Regulatory Outlook

Employment and immigration | UK Regulatory Outlook January 2024

Published on 11th Jan 2024

Employment changes coming into effect in January and April 2024 | Update on regulating umbrella companies | Immigration changes coming in 2024

Employment changes coming into effect in January and April 2024

At the end of last year, the government introduced a number of new laws which bring into effect a number of employment law changes relating to:

  • working time;
  • TUPE;
  • flexible working;
  • carer's leave;
  • special protection on redundancy;
  • neonatal leave;
  • statutory right to request a more predictable working pattern; and
  • a new duty to prevent sexual harassment.

Changes to working time and TUPE came into force on 1 January 2024 (although changes relating to holiday entitlement/pay for part-year and irregular-hour workers only relate to holiday years falling on or after 1 April 2024).  Changes related to flexible working, carer's leave and special protection on redundancy for those who are pregnant or who have taken a period of statutory family leave are set to come into force in April 2024.  A new duty to prevent sexual harassment is due to take effect in October 2024 and, while we do not yet have a date for when they will take effect, regulations have also been passed which permit workers to make a statutory request for a predictable working pattern subject to meeting certain requirements. The new statutory right to neo-natal leave is not expected to take effect until 2025.  

For more details on these and what actions you should be taking now, together with new statutory pay rates which will take effect during 2024, read our Insight.

Looking ahead

As we move into 2024, many employers will be keeping hybrid working arrangements under review; the end of 2023 has already seen some large businesses bring more clarity around their policies to ensure that expectations on attendance at a place of work are clear. We are likely to see employers continue to review and adapt working arrangements to address client and workforce demands, while keeping in mind their contractual and statutory obligations to each employee, and employee relations issues and the benefits of a diversified employee pool more generally.

### [GIVEN PROBLEM 1]
Revise the employment update starting at "For more details" and ending at "pool more generally.", changing "employers" to "organizations" throughout.
### [GIVEN PROBLEM 2]
List every area of employment law change that the bulleted list in the employment update names.
### [GIVEN PROBLEM 3]
Write the next part of the employment update, picking up after its final sentence.
The lines placed after the employment update are separate material with no connection to it.

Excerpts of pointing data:
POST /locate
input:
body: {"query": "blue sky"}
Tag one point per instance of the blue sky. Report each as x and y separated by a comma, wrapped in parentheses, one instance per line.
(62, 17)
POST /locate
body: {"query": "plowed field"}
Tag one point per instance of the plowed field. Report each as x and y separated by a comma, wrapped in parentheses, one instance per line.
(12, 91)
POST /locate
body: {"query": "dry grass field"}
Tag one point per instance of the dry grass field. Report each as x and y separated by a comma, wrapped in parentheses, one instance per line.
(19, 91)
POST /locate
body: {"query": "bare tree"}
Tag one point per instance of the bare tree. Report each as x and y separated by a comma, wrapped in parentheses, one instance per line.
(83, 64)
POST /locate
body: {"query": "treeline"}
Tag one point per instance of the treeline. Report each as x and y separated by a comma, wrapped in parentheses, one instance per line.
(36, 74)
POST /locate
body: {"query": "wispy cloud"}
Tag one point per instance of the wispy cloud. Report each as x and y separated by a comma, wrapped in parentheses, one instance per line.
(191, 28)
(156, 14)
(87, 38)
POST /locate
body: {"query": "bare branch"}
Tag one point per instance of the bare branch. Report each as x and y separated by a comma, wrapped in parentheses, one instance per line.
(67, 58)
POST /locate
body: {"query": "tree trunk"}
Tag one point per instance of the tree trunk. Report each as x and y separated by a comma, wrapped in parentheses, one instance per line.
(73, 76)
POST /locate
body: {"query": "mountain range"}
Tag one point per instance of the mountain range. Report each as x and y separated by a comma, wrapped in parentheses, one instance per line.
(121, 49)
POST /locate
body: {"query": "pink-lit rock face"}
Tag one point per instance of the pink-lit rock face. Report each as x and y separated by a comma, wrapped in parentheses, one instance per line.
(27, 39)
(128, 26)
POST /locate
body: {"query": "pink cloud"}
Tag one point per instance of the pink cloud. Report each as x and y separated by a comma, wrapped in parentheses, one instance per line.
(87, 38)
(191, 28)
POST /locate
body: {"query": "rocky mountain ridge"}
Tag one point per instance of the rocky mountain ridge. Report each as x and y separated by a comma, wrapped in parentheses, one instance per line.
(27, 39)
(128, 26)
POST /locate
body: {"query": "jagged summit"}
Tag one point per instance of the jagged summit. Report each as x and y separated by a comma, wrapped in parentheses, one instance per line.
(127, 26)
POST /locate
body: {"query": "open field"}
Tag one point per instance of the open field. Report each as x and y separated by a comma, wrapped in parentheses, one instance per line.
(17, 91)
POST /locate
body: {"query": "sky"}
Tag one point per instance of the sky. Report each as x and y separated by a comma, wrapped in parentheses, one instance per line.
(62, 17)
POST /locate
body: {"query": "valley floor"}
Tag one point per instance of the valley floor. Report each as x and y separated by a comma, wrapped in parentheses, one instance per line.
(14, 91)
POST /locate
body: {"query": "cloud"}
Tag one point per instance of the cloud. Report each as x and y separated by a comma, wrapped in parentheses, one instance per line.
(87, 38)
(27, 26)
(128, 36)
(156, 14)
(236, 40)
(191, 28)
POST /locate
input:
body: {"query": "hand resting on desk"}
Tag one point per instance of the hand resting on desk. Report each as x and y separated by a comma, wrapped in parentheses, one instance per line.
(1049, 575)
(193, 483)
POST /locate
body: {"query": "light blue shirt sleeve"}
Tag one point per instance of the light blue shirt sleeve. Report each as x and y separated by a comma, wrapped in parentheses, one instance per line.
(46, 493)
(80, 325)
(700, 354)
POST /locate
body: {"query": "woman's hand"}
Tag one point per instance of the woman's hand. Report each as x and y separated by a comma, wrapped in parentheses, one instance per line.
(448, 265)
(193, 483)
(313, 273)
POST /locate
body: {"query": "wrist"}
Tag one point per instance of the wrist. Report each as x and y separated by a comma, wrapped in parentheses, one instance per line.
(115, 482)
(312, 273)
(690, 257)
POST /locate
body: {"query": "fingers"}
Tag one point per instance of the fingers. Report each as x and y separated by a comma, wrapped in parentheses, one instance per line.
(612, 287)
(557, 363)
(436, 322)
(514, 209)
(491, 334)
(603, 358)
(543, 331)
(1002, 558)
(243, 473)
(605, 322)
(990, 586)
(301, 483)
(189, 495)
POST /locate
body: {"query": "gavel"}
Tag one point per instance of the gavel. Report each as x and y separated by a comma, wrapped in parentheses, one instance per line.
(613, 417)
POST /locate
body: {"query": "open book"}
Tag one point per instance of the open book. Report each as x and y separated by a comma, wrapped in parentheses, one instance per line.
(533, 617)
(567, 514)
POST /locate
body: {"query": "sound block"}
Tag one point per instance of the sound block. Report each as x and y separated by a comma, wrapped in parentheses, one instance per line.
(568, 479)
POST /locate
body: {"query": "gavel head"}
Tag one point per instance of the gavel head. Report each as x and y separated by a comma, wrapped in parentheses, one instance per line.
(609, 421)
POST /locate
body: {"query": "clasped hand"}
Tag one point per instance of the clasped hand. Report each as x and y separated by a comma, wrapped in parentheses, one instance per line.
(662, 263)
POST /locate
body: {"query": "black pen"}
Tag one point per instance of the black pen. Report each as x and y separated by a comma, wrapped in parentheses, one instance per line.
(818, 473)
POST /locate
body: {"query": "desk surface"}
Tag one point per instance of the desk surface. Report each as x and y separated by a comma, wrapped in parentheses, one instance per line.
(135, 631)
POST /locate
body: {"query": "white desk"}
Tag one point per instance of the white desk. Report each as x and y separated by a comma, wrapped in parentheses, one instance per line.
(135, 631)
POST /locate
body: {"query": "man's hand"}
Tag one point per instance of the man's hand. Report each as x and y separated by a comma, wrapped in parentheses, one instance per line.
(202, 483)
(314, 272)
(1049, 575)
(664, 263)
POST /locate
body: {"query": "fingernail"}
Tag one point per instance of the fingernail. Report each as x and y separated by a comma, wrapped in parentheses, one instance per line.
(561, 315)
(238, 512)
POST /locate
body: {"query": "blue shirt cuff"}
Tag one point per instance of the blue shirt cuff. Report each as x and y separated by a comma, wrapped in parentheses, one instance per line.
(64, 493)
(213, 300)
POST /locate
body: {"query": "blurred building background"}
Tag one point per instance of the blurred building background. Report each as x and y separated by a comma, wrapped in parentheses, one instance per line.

### [OUTPUT 1]
For more details on these and what actions you should be taking now, together with new statutory pay rates which will take effect during 2024, read our Insight.

Looking ahead

As we move into 2024, many organizations will be keeping hybrid working arrangements under review; the end of 2023 has already seen some large businesses bring more clarity around their policies to ensure that expectations on attendance at a place of work are clear. We are likely to see organizations continue to review and adapt working arrangements to address client and workforce demands, while keeping in mind their contractual and statutory obligations to each employee, and employee relations issues and the benefits of a diversified employee pool more generally.

### [OUTPUT 2]
- working time
- TUPE
- flexible working
- carer's leave
- special protection on redundancy
- neonatal leave
- statutory right to request a more predictable working pattern
- a new duty to prevent sexual harassment

### [OUTPUT 3]
The increasing role of artificial intelligence is also set to drive HR agendas during 2024. While for many businesses, we do not anticipate that it will replace current jobs in their entirety, it is becoming clear that generative AI tools are a potential replacement for some of the tasks that employees have routinely performed and employers will need to assist employees in re-focusing their duties and ensuring that they have the appropriate skill set to do so. Employers will need to be alive to the potential need for restructurings involving changes to terms and conditions and/or redundancies and the legal and practical issues these processes bring.

HR and employment counsel must also remain aware of the inherent risks within other AI tools that they may use directly or indirectly within their business: it is well recognised that AI tools may in fact produce discriminatory results or inaccuracies. It will be important to ensure that appropriate checks and balances are in place and practices reflect regulatory and other guidance on the use of AI in the workplace. International employers will also need to keep in mind the different legal frameworks governing AI across jurisdictions, with the EU and other countries taking different approaches to regulation.

Read more on the emerging trends we expect to see in 2024 here.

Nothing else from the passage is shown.